### Excerpts from a dataset:
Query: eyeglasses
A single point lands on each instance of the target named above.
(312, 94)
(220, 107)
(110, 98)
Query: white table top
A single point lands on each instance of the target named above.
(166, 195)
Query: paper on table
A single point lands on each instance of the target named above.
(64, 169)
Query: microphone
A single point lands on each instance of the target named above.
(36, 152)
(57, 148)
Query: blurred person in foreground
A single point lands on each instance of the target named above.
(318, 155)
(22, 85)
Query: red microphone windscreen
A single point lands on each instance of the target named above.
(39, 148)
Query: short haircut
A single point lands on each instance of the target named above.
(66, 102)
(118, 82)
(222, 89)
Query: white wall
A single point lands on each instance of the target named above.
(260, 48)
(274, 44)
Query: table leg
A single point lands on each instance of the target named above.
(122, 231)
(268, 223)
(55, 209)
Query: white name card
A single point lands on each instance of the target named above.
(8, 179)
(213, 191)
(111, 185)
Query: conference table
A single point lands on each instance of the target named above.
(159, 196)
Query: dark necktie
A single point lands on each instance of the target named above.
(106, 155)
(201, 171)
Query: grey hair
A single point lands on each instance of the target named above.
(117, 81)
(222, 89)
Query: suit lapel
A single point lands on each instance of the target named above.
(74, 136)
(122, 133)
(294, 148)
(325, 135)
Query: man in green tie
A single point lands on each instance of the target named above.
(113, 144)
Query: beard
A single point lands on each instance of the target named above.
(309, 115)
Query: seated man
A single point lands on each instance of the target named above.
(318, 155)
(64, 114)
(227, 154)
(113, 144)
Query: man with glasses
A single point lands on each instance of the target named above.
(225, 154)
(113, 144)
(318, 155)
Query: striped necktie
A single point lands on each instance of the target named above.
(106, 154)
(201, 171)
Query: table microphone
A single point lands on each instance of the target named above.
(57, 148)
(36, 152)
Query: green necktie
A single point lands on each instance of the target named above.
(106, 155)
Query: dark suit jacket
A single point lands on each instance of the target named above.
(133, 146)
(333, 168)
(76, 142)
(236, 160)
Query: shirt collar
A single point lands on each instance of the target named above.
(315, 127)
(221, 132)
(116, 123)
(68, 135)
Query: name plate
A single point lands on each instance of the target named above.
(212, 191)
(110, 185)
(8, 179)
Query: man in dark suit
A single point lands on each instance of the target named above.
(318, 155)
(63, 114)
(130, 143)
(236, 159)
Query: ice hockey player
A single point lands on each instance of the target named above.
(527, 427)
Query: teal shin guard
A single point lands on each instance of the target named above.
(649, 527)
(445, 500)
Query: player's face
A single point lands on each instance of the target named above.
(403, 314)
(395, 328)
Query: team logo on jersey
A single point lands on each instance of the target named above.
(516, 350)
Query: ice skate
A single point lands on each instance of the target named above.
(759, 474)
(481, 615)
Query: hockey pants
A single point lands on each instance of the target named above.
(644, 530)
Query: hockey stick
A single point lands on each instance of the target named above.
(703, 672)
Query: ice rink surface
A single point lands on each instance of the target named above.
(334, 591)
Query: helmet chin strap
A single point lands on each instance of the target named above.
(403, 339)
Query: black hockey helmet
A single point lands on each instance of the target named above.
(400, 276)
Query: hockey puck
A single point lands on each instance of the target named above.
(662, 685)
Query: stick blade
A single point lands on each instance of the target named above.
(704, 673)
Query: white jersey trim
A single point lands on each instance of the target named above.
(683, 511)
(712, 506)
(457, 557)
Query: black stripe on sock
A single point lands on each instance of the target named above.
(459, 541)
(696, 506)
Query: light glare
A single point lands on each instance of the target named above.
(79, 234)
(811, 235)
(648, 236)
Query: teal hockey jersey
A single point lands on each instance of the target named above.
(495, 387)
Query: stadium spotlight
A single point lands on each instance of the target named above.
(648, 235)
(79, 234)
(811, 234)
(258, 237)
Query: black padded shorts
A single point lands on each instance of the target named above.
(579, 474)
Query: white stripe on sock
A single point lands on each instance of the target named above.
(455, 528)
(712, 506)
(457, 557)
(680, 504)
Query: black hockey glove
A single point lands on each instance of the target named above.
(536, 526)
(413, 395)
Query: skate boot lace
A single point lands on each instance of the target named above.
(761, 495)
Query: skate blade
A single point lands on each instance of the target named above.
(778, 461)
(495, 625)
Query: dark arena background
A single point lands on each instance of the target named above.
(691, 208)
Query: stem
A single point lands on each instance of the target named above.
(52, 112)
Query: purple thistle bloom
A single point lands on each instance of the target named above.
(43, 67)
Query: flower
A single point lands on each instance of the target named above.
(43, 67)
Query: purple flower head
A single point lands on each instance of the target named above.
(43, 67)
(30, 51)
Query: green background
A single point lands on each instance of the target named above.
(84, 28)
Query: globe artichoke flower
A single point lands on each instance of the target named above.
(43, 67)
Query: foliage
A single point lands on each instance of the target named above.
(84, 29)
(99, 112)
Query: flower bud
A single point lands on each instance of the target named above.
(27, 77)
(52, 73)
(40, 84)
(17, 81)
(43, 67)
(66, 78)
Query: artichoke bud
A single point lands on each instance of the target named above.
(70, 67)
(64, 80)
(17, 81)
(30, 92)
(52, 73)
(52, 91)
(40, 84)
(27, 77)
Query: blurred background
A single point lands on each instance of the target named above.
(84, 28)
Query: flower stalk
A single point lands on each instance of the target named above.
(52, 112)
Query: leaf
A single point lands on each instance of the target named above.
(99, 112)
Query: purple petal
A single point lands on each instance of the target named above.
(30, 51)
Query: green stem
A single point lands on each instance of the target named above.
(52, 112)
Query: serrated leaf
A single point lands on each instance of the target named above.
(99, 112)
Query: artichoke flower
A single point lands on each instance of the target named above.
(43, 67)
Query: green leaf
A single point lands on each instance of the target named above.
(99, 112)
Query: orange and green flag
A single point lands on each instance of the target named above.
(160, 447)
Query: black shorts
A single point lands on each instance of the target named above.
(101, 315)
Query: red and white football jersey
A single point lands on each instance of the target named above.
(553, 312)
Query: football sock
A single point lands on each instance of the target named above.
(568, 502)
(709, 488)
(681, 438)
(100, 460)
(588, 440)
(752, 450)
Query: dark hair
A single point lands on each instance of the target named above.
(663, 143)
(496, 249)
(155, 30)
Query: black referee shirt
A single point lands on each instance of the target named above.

### WHAT THIS TASK INVOLVES:
Would you filter the records and copy out each line containing "green"?

### YOUR RESPONSE:
Query: man in green tie
Query: green necktie
Query: green background
Query: green stem
Query: green leaf
Query: orange and green flag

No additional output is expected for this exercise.